** BEGIN **

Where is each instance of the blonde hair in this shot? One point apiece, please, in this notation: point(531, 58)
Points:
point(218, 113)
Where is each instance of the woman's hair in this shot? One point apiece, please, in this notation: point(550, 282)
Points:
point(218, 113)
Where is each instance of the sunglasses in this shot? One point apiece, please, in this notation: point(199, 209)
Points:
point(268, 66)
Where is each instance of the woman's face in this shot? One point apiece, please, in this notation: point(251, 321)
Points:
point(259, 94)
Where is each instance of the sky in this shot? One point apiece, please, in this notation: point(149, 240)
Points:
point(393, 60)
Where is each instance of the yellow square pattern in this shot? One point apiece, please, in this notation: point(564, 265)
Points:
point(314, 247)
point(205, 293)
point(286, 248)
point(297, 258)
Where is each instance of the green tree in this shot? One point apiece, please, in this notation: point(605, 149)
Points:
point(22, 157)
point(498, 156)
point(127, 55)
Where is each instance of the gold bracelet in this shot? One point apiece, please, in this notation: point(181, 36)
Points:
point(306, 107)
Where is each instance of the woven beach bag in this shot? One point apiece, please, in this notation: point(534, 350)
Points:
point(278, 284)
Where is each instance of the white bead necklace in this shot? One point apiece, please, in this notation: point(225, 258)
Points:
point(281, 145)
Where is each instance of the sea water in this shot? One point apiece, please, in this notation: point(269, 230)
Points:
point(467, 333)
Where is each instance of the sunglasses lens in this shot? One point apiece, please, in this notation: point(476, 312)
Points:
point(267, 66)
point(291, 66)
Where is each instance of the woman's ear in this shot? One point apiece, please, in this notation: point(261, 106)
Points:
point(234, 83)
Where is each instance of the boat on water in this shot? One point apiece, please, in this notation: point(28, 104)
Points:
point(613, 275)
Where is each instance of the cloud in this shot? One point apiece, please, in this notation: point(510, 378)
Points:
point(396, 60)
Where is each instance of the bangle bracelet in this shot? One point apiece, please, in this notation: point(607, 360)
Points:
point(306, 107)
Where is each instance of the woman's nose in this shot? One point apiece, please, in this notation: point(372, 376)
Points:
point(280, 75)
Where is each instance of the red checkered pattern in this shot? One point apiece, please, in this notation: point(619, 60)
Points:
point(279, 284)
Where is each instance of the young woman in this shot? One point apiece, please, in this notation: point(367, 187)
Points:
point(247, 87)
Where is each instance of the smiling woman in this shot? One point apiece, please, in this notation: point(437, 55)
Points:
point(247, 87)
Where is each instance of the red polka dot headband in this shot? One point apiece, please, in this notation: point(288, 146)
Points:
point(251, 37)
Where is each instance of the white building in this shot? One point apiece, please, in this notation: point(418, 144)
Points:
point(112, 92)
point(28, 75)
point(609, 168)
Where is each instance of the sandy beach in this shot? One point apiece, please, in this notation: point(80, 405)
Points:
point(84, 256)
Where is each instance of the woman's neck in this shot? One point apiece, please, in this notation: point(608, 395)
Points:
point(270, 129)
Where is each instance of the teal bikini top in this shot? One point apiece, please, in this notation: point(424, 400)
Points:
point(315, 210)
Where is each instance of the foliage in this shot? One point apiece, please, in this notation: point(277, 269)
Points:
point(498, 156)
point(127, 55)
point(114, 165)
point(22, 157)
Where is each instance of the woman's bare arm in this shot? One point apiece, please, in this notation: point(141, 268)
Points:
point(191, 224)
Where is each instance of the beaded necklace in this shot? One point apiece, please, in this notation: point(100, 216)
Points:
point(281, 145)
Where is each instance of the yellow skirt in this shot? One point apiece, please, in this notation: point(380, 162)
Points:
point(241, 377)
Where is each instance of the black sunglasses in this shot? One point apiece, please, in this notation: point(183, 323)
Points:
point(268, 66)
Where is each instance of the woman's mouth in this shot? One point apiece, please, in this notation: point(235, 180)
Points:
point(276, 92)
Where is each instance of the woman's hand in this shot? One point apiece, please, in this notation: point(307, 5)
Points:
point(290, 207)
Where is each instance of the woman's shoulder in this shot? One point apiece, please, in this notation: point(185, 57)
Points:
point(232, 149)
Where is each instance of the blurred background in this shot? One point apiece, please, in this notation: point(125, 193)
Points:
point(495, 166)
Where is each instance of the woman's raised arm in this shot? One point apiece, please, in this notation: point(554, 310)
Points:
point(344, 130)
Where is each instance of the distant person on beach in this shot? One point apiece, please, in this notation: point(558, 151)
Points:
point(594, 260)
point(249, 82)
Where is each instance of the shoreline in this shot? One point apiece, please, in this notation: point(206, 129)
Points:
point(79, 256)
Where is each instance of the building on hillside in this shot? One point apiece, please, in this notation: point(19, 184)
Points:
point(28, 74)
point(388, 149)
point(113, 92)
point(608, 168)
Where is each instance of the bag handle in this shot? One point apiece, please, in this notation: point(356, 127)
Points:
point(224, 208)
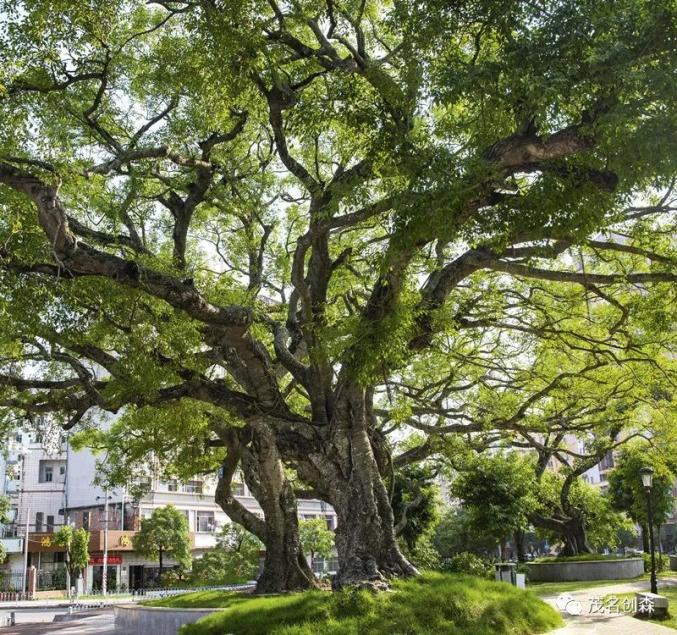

** END **

## TASK TO COMPLETE:
Please give the records again, starting with the line that contains "Where is each instance of the bangle" and going on through the line that contains "point(241, 377)", replacing "shot" with "image" and leaving everything else unchanged.

## FULL RESPONSE:
Where is each instance of the bangle bracelet in this image? One point apiece, please, in this notation: point(607, 360)
Points:
point(306, 107)
Where is each instance of the woman's nose in this image? One point apiece, please, in this notation: point(372, 376)
Points:
point(280, 75)
Where is each instance of the red checkered pattern in this image? One point apiece, please, in this notation: point(619, 60)
Points:
point(279, 284)
Where is each instance of the young woman in this image? One point apiece, please, in this notation: point(367, 187)
Points:
point(247, 87)
Where is each instance of the smiling woman in this image? One point apiece, please, in this notation: point(437, 55)
Points:
point(247, 87)
Where is each instance of the red polka dot headband in this image? One point apiece, please, in this notation: point(288, 146)
Points:
point(251, 37)
Where is each instance of the white building in this image? One point apiece, please, in this notation: point(418, 144)
Points:
point(112, 92)
point(28, 75)
point(609, 168)
Where is each instance of the sandy beach in this image? One point apiece, please, in this notation: point(80, 405)
Points:
point(84, 256)
Where is each instance of the woman's neck in this image? One point apiece, please, in this notation: point(608, 395)
Points:
point(270, 129)
Where is each instance of the teal bikini top in this image? One point apiece, please, in this notation: point(424, 400)
Points:
point(315, 210)
Where is each instance of the foliage in this image? One point apiece, please, in this notation: point(277, 269)
Points:
point(498, 156)
point(127, 55)
point(114, 165)
point(22, 157)
Where is each instance of the woman's bare arm in this image? One point apiece, please, in this notation: point(141, 268)
Points:
point(191, 224)
Where is each instance of the beaded necklace in this image? One point apiece, please, in this notation: point(100, 216)
Points:
point(281, 145)
Where is each instance of the yellow skirt in this image? One point apiece, please, in this notation: point(380, 162)
Points:
point(241, 377)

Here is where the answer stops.